> [To do] Return, from the data that follows, each line that holds the word "negative".

Stored items:
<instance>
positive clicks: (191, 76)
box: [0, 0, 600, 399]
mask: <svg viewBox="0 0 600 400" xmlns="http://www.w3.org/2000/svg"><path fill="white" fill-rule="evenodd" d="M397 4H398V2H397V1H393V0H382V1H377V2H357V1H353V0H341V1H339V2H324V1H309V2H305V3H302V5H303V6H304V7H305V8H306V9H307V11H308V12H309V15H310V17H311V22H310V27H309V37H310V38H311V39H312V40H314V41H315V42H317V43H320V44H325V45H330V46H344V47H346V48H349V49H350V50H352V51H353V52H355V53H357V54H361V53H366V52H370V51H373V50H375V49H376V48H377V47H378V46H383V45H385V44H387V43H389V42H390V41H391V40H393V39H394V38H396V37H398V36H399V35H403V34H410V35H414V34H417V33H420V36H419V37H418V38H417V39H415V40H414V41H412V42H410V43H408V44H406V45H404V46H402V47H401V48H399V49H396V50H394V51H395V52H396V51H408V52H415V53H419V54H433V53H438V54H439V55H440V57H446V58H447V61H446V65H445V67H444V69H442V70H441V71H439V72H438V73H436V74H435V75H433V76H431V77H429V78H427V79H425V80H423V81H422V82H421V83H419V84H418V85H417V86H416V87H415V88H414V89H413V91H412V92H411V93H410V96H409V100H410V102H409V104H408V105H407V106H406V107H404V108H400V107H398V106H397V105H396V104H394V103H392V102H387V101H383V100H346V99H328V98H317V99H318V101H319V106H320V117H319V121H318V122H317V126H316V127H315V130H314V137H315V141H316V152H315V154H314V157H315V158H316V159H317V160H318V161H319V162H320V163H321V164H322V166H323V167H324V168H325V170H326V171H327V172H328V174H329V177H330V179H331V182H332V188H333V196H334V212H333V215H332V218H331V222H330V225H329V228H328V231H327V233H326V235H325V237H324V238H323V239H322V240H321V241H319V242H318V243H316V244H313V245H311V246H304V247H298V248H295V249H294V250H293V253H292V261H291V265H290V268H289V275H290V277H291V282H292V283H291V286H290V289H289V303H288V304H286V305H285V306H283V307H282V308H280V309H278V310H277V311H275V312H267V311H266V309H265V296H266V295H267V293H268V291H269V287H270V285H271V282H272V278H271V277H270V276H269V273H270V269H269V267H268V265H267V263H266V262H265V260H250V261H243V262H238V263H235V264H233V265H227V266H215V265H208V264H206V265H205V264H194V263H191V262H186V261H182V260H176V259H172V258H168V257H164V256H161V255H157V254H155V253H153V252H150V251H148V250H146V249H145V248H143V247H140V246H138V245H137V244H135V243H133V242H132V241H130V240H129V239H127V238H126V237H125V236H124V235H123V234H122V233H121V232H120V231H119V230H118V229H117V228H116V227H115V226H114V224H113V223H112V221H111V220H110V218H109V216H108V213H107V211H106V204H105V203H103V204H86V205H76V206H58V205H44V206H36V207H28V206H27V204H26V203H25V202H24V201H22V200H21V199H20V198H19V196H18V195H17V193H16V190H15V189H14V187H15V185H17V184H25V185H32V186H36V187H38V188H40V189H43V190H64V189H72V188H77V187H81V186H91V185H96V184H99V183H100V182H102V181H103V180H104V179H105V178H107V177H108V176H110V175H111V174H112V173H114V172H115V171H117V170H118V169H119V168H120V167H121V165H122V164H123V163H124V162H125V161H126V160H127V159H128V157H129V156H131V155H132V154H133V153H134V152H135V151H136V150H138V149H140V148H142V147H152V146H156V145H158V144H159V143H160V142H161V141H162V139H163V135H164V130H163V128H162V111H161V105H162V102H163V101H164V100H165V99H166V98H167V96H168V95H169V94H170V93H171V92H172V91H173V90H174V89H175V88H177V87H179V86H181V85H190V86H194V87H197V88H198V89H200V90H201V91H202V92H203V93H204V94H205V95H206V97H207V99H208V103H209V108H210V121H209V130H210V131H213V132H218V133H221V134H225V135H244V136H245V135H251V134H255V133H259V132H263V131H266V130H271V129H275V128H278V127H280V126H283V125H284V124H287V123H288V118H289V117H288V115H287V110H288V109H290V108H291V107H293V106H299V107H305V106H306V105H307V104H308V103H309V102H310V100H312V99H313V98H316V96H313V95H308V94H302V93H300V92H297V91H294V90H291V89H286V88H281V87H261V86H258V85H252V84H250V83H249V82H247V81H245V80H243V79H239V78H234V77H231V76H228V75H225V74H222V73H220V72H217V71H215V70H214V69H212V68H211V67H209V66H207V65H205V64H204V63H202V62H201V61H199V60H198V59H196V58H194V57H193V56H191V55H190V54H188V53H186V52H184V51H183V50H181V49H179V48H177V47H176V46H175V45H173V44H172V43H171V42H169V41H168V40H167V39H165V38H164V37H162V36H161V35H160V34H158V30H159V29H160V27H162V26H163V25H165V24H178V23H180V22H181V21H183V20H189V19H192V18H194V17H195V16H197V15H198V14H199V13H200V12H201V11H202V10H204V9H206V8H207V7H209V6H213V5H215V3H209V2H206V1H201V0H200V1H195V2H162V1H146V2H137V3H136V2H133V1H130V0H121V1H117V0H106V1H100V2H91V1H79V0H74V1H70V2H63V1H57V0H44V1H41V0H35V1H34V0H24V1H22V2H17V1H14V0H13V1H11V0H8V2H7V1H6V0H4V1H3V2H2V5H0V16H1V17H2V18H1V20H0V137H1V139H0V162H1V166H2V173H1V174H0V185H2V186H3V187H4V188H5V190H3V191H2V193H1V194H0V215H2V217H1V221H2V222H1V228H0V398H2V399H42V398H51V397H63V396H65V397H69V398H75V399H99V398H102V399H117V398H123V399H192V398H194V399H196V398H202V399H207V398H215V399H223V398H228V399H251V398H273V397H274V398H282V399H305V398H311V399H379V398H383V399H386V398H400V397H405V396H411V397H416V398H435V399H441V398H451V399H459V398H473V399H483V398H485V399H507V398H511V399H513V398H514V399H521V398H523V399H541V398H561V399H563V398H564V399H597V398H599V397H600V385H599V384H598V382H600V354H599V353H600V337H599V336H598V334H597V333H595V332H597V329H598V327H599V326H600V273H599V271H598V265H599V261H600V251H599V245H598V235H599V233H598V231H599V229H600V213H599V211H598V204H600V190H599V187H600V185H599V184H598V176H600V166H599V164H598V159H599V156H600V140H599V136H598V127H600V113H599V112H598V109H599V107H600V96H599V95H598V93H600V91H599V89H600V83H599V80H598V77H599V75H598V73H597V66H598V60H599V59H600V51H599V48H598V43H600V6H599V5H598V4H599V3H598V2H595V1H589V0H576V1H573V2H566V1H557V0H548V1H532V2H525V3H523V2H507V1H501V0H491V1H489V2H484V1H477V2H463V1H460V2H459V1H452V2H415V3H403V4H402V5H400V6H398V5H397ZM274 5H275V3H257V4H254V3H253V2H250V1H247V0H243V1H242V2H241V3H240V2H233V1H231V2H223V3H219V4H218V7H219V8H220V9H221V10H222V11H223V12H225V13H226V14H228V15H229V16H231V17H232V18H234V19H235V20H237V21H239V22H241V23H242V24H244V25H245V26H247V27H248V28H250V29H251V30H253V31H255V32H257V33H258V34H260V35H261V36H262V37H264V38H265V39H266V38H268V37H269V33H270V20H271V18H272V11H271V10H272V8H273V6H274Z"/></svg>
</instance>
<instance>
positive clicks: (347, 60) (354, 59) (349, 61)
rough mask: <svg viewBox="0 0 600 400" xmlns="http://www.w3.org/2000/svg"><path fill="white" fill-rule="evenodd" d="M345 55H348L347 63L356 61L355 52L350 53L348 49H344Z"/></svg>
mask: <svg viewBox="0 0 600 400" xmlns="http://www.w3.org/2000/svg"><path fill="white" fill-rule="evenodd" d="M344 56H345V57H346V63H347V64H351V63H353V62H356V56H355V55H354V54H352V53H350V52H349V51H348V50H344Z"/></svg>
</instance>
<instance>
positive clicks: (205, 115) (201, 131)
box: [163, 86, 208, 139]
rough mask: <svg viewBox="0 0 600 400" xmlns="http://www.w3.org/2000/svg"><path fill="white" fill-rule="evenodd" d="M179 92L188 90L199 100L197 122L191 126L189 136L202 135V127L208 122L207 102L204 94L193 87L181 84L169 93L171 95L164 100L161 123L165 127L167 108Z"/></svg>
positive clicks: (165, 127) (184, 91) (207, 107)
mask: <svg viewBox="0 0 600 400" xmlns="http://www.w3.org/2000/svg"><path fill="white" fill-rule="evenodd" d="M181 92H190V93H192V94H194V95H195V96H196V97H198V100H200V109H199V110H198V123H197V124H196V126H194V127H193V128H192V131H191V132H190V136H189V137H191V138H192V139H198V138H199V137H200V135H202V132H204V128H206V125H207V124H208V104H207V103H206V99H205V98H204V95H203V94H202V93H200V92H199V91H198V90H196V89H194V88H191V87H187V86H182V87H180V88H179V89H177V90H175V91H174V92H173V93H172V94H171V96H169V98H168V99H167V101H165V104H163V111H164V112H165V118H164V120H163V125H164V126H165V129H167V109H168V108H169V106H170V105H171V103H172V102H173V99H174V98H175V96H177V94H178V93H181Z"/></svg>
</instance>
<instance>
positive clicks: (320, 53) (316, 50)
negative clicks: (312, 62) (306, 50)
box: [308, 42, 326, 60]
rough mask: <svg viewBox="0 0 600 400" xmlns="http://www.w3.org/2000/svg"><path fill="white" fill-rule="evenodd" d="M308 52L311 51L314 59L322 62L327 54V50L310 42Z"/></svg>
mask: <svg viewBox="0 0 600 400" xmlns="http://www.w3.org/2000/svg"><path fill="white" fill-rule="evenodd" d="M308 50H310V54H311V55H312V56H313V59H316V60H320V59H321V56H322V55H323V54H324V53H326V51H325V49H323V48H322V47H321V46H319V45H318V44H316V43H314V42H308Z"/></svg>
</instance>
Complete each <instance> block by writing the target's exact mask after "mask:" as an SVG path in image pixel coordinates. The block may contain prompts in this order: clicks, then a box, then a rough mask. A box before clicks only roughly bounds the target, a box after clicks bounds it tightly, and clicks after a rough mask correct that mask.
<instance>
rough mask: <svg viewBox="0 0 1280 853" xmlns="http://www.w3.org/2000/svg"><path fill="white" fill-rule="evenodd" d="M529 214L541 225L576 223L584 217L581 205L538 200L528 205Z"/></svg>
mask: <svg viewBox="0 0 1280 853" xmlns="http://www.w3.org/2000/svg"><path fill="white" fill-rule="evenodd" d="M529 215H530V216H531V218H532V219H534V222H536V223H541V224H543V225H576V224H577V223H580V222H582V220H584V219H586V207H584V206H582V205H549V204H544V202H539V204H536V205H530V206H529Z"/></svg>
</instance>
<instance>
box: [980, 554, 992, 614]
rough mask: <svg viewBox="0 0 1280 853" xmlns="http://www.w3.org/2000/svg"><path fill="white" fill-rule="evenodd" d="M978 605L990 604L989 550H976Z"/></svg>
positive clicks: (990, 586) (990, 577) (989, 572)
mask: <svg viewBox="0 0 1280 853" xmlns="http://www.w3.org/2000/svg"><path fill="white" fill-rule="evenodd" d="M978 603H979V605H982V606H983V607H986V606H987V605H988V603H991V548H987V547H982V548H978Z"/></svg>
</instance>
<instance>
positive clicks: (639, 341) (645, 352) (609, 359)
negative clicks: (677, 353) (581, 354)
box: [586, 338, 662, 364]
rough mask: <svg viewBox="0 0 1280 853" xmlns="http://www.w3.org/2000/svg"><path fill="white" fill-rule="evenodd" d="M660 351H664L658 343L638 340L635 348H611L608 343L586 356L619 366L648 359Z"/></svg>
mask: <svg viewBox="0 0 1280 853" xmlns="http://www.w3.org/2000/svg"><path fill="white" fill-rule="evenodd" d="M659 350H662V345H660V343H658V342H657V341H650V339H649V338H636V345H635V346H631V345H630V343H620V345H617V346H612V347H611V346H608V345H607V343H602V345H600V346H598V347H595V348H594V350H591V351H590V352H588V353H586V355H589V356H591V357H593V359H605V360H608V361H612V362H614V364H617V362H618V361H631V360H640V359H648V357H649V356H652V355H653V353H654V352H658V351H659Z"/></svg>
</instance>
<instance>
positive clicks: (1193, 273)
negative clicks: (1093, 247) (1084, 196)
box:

> [The answer]
negative clicks: (312, 62) (306, 50)
negative clicks: (677, 353) (581, 354)
negative clicks: (1093, 247) (1084, 196)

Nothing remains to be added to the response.